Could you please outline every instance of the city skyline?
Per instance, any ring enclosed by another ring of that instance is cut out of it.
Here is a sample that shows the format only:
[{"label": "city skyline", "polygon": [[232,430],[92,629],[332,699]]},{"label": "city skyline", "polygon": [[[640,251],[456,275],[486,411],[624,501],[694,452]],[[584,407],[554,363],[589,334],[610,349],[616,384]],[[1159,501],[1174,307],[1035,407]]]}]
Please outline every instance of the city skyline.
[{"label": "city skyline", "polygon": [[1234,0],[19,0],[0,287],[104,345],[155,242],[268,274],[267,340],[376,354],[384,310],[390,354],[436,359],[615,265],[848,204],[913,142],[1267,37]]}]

> [Task description] Swap "outline" for "trace" everywhere in the records above and write all the lines out again, leaving everything else unchanged.

> [Right answer]
Could you please trace every instance of the city skyline?
Per instance, any ring enclosed by another ring of that instance is cut out of it.
Here is a sample that shows the format only:
[{"label": "city skyline", "polygon": [[232,430],[92,629],[332,699]]},{"label": "city skyline", "polygon": [[[640,251],[456,275],[486,411],[624,501],[694,452]],[[584,407],[554,363],[589,334],[610,349],[616,384]],[[1159,501],[1174,307],[1035,407]]]}]
Please trace every instance of the city skyline.
[{"label": "city skyline", "polygon": [[1234,0],[19,0],[0,287],[104,345],[155,242],[268,274],[267,340],[376,354],[384,310],[390,354],[436,359],[615,265],[848,204],[913,142],[1267,37]]}]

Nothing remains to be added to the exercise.